• _Provided entries_:
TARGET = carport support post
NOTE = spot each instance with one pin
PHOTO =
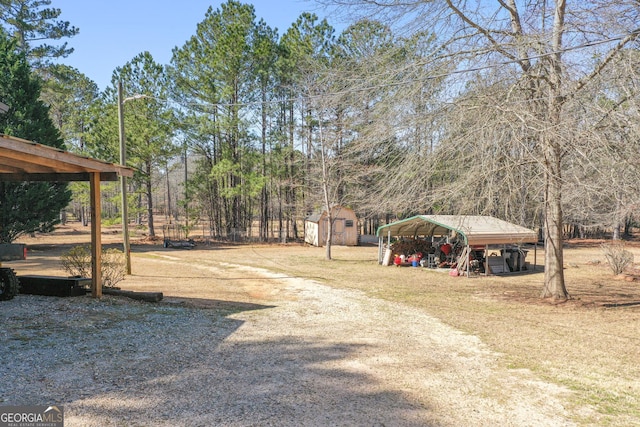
(96, 236)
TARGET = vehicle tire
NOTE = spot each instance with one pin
(9, 285)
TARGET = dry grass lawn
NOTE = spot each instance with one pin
(589, 344)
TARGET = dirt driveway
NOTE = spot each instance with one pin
(237, 346)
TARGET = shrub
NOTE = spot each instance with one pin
(617, 256)
(77, 262)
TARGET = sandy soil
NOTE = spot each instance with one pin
(292, 351)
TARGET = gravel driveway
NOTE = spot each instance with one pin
(307, 355)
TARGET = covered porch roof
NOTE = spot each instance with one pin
(22, 160)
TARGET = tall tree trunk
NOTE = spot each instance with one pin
(149, 185)
(554, 285)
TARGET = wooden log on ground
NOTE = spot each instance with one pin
(143, 296)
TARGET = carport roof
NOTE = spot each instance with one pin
(473, 229)
(22, 160)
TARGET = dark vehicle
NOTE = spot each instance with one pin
(9, 285)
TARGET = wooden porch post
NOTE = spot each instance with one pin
(96, 236)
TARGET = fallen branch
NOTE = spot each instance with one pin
(144, 296)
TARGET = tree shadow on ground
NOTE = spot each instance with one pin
(173, 364)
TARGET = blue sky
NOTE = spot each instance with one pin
(112, 32)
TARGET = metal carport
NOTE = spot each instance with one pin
(474, 230)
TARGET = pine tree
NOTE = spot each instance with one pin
(26, 207)
(30, 22)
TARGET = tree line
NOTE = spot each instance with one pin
(524, 111)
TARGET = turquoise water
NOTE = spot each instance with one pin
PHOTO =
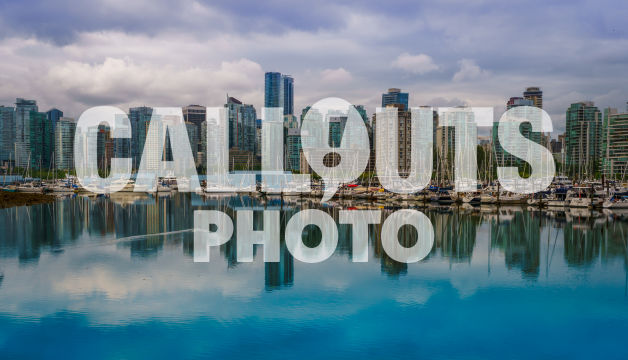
(79, 280)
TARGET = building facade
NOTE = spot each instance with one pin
(64, 143)
(279, 91)
(7, 135)
(615, 144)
(583, 139)
(395, 97)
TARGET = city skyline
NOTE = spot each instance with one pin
(442, 55)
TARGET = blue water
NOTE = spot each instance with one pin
(502, 283)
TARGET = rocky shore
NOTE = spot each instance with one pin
(11, 199)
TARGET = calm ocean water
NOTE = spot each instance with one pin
(78, 279)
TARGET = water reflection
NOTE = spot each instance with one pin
(116, 273)
(513, 232)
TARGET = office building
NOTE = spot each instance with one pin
(64, 143)
(583, 139)
(535, 95)
(242, 125)
(23, 111)
(395, 97)
(502, 157)
(53, 116)
(615, 144)
(139, 118)
(7, 135)
(293, 150)
(279, 91)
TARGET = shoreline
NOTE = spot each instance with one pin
(15, 199)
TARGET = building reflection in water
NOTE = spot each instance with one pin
(513, 231)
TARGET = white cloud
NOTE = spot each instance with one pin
(119, 80)
(415, 64)
(339, 75)
(469, 70)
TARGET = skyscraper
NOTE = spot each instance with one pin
(242, 118)
(23, 110)
(583, 139)
(288, 94)
(615, 144)
(536, 95)
(53, 116)
(7, 134)
(64, 143)
(279, 91)
(502, 157)
(140, 119)
(395, 97)
(195, 114)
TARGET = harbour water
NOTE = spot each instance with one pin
(115, 278)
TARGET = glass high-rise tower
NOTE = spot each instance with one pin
(279, 92)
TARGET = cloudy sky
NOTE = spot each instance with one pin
(74, 55)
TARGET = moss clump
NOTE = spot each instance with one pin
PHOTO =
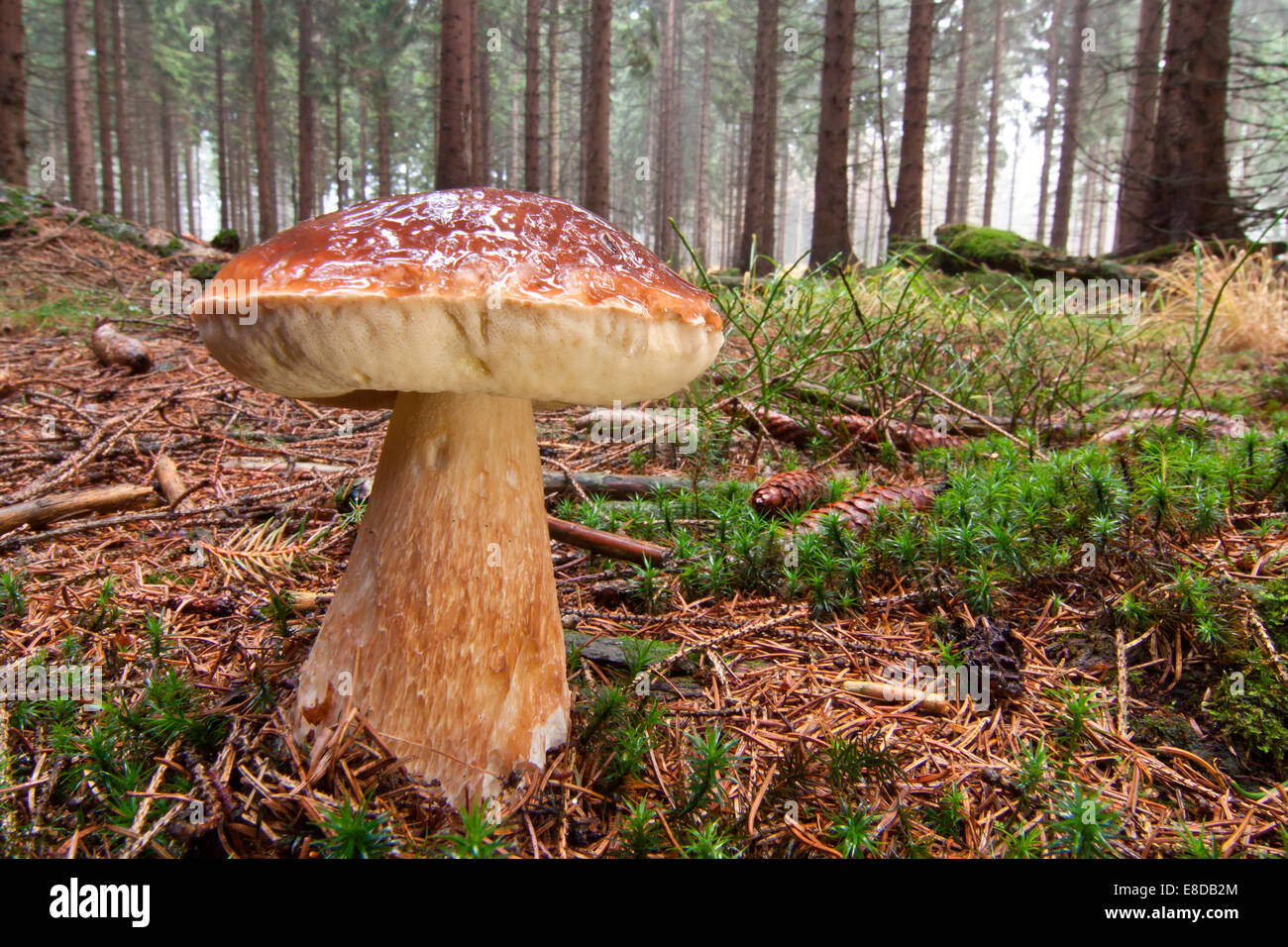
(1253, 710)
(204, 270)
(115, 228)
(1273, 608)
(990, 247)
(17, 208)
(226, 240)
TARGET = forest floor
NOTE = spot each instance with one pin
(1121, 571)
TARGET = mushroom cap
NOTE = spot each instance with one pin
(473, 290)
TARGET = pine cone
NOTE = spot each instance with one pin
(858, 510)
(781, 427)
(789, 491)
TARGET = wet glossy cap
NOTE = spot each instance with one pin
(468, 290)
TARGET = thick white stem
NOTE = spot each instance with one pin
(445, 630)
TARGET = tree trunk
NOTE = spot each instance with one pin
(263, 153)
(384, 162)
(168, 179)
(153, 108)
(223, 158)
(307, 147)
(906, 219)
(993, 101)
(703, 145)
(1069, 134)
(189, 184)
(758, 227)
(481, 114)
(13, 95)
(452, 103)
(953, 213)
(831, 235)
(360, 182)
(532, 98)
(665, 169)
(102, 77)
(1048, 120)
(553, 157)
(342, 185)
(1190, 182)
(80, 133)
(595, 191)
(1137, 140)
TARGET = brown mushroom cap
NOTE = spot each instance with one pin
(475, 290)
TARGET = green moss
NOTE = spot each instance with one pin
(204, 270)
(17, 208)
(226, 240)
(1257, 718)
(988, 245)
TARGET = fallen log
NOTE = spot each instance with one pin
(898, 693)
(170, 482)
(858, 510)
(47, 509)
(609, 544)
(115, 348)
(623, 486)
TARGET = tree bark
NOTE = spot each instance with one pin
(102, 77)
(1069, 136)
(481, 112)
(595, 174)
(263, 153)
(307, 146)
(80, 133)
(1190, 182)
(953, 211)
(906, 219)
(553, 145)
(1048, 120)
(758, 228)
(666, 169)
(1137, 140)
(532, 98)
(342, 185)
(703, 145)
(452, 103)
(13, 95)
(831, 236)
(223, 158)
(993, 102)
(384, 163)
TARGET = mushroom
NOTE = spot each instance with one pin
(459, 309)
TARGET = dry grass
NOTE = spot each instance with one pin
(1252, 315)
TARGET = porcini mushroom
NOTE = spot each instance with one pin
(459, 308)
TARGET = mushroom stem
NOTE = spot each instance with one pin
(445, 629)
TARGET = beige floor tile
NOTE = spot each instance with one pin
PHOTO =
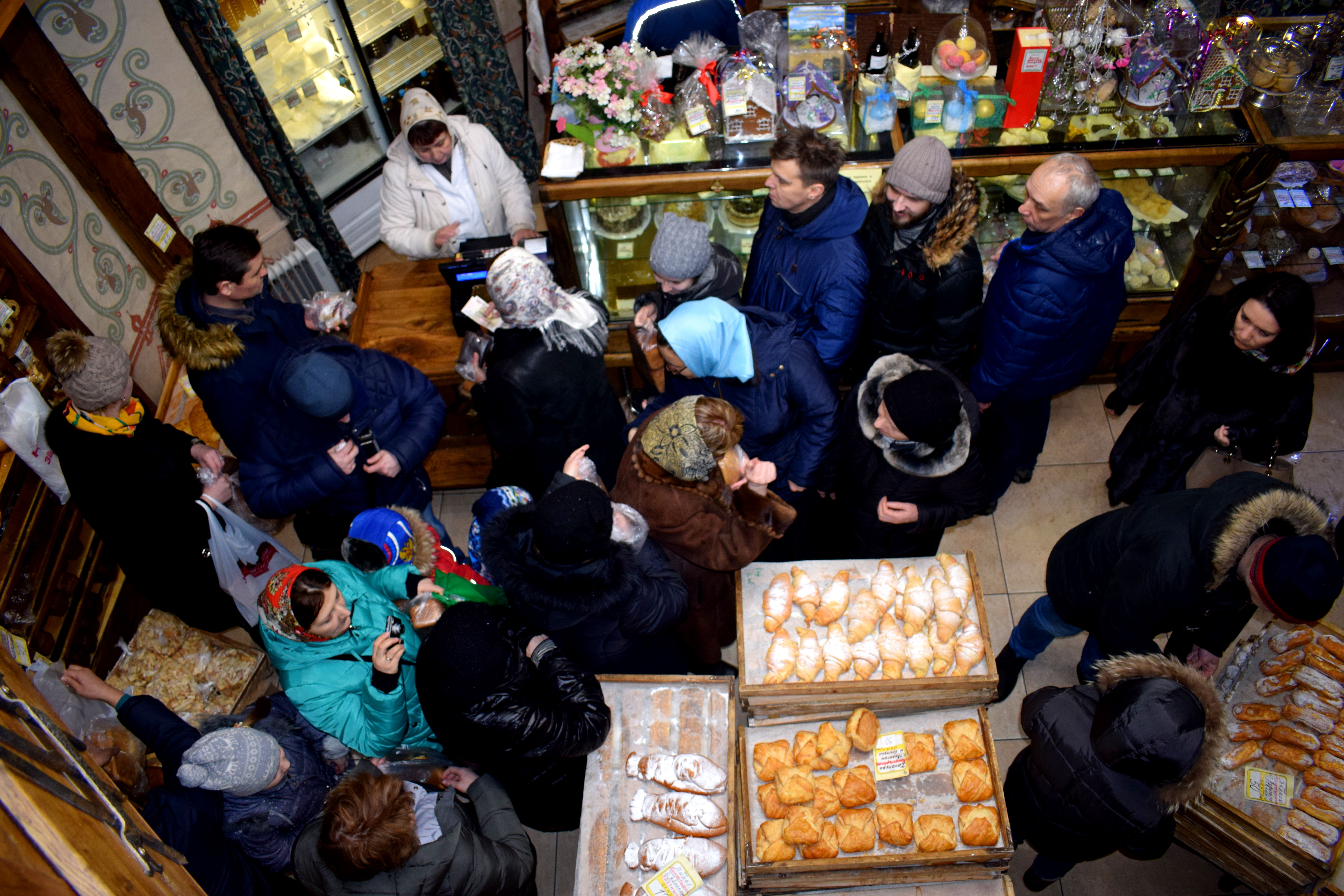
(1079, 429)
(1327, 433)
(1032, 518)
(979, 535)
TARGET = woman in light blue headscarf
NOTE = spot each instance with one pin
(752, 359)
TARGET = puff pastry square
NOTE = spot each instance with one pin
(855, 786)
(795, 785)
(855, 831)
(963, 739)
(896, 825)
(972, 781)
(920, 753)
(979, 825)
(771, 757)
(935, 834)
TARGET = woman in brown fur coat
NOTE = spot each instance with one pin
(708, 504)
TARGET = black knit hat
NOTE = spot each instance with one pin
(1299, 577)
(573, 524)
(925, 406)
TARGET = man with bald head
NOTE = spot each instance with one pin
(1050, 312)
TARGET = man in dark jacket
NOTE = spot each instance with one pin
(507, 702)
(925, 280)
(1109, 764)
(807, 260)
(1194, 563)
(614, 610)
(1052, 310)
(345, 431)
(218, 318)
(908, 464)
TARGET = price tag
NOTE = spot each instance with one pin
(1269, 786)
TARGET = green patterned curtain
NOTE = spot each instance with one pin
(486, 82)
(243, 104)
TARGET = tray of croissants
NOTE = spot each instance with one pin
(1284, 691)
(659, 786)
(861, 621)
(810, 795)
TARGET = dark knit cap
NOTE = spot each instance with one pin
(1299, 577)
(925, 406)
(573, 524)
(319, 386)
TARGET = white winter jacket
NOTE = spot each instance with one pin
(415, 209)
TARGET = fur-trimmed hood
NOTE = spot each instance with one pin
(923, 460)
(1128, 667)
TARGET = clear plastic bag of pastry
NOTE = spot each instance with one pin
(698, 95)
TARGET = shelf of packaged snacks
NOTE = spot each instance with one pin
(404, 62)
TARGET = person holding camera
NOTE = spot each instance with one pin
(346, 652)
(346, 431)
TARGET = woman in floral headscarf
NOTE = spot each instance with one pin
(325, 627)
(542, 390)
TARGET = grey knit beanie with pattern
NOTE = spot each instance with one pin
(682, 248)
(923, 168)
(237, 761)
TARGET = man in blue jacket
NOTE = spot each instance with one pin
(807, 260)
(1052, 310)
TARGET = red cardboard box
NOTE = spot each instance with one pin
(1026, 74)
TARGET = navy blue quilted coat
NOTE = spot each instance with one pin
(1053, 306)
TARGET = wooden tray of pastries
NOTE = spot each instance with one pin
(661, 786)
(822, 636)
(811, 813)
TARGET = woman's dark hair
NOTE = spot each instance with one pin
(424, 134)
(1290, 300)
(306, 596)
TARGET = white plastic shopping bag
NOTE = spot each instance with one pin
(245, 558)
(24, 413)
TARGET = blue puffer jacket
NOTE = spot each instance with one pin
(1053, 306)
(291, 471)
(790, 406)
(815, 275)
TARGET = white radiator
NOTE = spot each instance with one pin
(300, 275)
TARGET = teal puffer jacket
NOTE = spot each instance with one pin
(333, 682)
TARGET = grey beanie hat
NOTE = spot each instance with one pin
(923, 168)
(682, 248)
(93, 370)
(237, 761)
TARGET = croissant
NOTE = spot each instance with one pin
(837, 653)
(892, 647)
(780, 659)
(866, 659)
(920, 653)
(835, 600)
(865, 614)
(778, 602)
(689, 772)
(807, 594)
(689, 815)
(810, 656)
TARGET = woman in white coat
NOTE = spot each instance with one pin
(448, 181)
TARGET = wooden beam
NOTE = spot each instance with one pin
(57, 105)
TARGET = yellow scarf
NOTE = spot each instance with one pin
(124, 424)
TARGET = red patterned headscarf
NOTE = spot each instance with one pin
(276, 612)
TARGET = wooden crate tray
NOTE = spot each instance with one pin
(932, 793)
(807, 700)
(651, 714)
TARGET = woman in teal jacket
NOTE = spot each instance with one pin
(325, 627)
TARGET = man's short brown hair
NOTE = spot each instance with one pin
(819, 158)
(369, 827)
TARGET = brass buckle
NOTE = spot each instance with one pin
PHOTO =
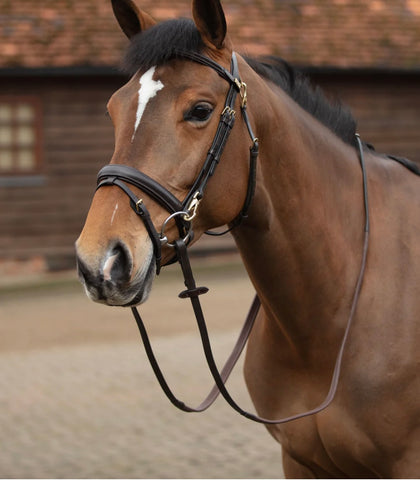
(192, 208)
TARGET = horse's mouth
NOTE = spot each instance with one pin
(119, 294)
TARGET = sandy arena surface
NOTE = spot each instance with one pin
(79, 400)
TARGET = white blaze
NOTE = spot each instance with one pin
(148, 89)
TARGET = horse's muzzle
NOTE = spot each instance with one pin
(111, 280)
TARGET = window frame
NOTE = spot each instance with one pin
(36, 125)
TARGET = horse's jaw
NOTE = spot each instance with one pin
(113, 279)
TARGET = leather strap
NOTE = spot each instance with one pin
(193, 293)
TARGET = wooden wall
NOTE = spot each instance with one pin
(78, 139)
(386, 107)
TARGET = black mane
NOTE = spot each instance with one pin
(159, 44)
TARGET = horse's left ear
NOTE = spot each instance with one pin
(131, 19)
(211, 23)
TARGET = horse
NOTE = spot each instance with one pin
(298, 216)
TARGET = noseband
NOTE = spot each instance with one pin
(184, 212)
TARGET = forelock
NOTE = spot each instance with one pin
(160, 43)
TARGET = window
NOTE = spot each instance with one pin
(20, 136)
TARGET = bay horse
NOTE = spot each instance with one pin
(297, 215)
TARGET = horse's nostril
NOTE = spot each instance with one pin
(118, 266)
(83, 271)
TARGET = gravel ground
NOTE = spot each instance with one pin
(78, 398)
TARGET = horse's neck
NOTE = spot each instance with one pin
(303, 239)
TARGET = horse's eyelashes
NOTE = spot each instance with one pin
(201, 112)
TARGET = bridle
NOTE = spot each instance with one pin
(184, 212)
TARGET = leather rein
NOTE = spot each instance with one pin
(183, 214)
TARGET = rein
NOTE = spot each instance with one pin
(183, 213)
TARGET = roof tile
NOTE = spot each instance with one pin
(344, 33)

• _Task directions_:
Retype exactly the lines above, from the one with "TARGET = white cloud" through the one with "TARGET = skyscraper", inclusive.

• _Exercise result_:
TARGET = white cloud
NOTE = spot each instance with one pin
(119, 80)
(415, 64)
(339, 75)
(469, 70)
TARGET = skyscraper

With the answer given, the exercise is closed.